> _WRITTEN PROBLEM_
Don't copy the pictures; return every other part of the records exactly.

> _MATERIALS PROVIDED_
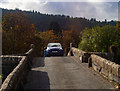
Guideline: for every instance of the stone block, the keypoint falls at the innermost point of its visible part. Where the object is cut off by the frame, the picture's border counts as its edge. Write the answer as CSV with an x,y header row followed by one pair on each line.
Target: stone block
x,y
110,76
116,79
104,72
115,68
94,66
110,66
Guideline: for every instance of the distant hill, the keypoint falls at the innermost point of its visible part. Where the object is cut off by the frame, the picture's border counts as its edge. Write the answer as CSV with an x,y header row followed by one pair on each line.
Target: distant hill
x,y
42,21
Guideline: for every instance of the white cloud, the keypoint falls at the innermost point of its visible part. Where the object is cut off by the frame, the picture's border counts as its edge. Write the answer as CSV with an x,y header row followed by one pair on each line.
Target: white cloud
x,y
92,8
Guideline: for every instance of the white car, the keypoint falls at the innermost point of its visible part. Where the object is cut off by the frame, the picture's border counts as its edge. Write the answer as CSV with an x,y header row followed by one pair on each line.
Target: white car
x,y
54,49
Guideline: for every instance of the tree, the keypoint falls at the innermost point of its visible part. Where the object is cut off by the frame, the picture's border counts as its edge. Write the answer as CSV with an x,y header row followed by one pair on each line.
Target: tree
x,y
99,39
17,33
55,27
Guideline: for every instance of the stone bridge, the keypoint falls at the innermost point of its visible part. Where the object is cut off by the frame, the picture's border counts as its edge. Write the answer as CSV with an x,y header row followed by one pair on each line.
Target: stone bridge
x,y
78,70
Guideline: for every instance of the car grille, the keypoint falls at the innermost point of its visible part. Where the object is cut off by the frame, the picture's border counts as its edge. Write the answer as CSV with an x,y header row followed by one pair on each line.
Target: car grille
x,y
54,50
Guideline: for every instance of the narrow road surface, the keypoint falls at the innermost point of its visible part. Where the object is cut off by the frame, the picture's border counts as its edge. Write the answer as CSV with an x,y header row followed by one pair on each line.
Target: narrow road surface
x,y
64,73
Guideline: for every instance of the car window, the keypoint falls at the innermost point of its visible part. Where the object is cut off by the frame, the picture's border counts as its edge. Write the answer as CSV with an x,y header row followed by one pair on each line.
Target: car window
x,y
53,45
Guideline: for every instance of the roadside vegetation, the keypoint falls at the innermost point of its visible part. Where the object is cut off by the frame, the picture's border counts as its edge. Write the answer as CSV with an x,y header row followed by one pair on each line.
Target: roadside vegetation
x,y
18,32
99,39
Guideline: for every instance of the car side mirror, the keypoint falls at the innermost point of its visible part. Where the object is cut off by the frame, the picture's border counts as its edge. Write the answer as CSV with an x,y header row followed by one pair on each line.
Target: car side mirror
x,y
45,47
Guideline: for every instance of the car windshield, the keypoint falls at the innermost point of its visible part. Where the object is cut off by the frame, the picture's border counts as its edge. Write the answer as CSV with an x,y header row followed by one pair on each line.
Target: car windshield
x,y
53,45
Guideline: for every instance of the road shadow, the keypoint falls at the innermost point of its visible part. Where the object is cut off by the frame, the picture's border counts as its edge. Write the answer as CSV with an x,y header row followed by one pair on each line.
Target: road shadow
x,y
38,62
38,80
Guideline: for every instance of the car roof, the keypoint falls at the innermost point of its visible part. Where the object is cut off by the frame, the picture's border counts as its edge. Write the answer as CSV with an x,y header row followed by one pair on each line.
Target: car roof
x,y
54,44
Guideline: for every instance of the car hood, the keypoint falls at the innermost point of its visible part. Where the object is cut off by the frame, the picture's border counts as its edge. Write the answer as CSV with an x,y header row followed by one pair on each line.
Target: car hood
x,y
48,48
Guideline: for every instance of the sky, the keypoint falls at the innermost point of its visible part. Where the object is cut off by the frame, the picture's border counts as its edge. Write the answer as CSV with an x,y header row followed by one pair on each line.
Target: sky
x,y
101,10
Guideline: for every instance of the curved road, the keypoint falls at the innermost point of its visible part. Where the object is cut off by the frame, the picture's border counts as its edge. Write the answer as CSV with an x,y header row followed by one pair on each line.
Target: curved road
x,y
64,73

> _CORRECT RESULT_
Guideline: for every instance of the stone block, the keypoint falls at the innermost point of its visible part. Where the object is cut off by the frame, the picture's border counts as its edge. Write the answer as CSV with an x,y header row followed by one pair on each line.
Target: stone block
x,y
110,76
116,79
104,72
115,68
94,66
110,66
Guideline: for every instance of the distant hill, the keypoint falls at the innermost point of its visible part. Where the object is cut off by the frame, the picture's border counts as its edge. Write the answer as CSV with an x,y header row followed by one pair on each line.
Target: distant hill
x,y
42,21
Guideline: for every instance of the white cloud, the keypoint falls at the innermost point of its visible part. Where the object is cut off by the frame, the picture's border counts as its edge. Write the answer as CSV with an x,y header row followed by one pair on each line.
Target: white cloud
x,y
92,8
Guideline: for every instance of the white car, the keypoint falls at the innermost point of its visible part. Where the object is cut off by the frame, the picture's border counts as its edge. Write the answer as CSV with an x,y header row followed by one pair on each line.
Target: white car
x,y
54,49
Guideline: for every instance of the tree, the keypoint falls at the innermost point of its visible part. Where the object is cut off by the frame, the picture's border counts as its edge. Write the answer as CSV with an x,y header row followed by one pair on each line.
Target: tree
x,y
99,39
17,33
55,27
Guideline: for every instance of the stone bridge, the keypoint falls at the innermost point of its visible part. Where the object is cut off by the frame, the picture's border counts as its edge. Write the answer as CSV with an x,y header row followed by one pair on each line.
Target: stone bridge
x,y
78,70
Guideline: for every instance of the car grille, the keypoint falls at the innermost point of its visible part. Where the object is cut off by the frame, the picture's border counts as its edge. Write the answer as CSV with an x,y header row followed by one pair on each line.
Target: car grille
x,y
54,50
Guideline: for every instance of the narrow road surface, the keypoint falls at the innermost point of its visible part. Where the object is cut off by the frame, the picture's border counts as its edge. Write the answer as CSV with an x,y header row followed by one pair on each line.
Target: narrow road surface
x,y
64,73
Guideline: for every instance of the car window, the keypoint falls at the innermost point of its visible part. Where the object is cut off by the frame, the picture's border counts as its edge. Write the answer as CSV with an x,y header row followed by one pair on each line.
Target: car window
x,y
53,45
Guideline: for every instance of the roadside vegetation, the keypoint falls at the innermost point of its visible part. Where the object is cut off by the frame, the picture's border counts as its edge. Write the answer as CSV with an x,y header row followed by one pair on each line.
Target: roadside vegetation
x,y
18,32
99,39
Guideline: for every instance of the car side mirror, the keypoint falls at the innermost point of its visible part. Where the object is cut off by the frame, the picture's border counts as its edge. Write the answer as CSV with an x,y header row followed by one pair on each line.
Target: car side mirror
x,y
45,47
Guideline: for every instance of the car windshield, the keypoint falls at the innermost point of its visible part. Where the object is cut off by the frame, the picture's border counts as its edge. Write the answer as CSV with an x,y header row followed by one pair on each line.
Target: car windshield
x,y
53,45
Guideline: for every instance of the road shadow, the keypoint falls at the innermost point of its visible part. Where the object is cut off by the frame, the picture's border counts as its edge. Write the answer as CSV with an x,y header row followed by one pair on each line.
Target: road shadow
x,y
38,62
38,80
Guideline: for every instance of the car roof, the keypoint falls at the innermost point of its visible part. Where the object is cut off by the frame, the picture's border counts as its edge. Write the answer as CSV with an x,y header row followed by one pair on each line.
Target: car roof
x,y
54,44
Guideline: for every instance of the car hood, the keypoint falls at the innermost point of its visible part. Where the object is cut off by the frame, the picture's border counts as its edge. Write the answer as CSV with an x,y header row followed by one pair on each line.
Target: car hood
x,y
48,48
Guideline: for every instance of the sky, the keypoint falls at the innermost point of its visible part. Where the object is cut off by the frame, the picture's border counts as its edge. Write the answer as CSV with an x,y header row followed by one pair on each line.
Target: sky
x,y
101,10
Guideline: for every instance of the curved road, the keypoint falls at the innermost point of its visible part. Where the object is cut off by the frame, the picture's border counts as its edge. Write the answer as CSV with an x,y header row followed by one pair on each line.
Target: curved road
x,y
64,73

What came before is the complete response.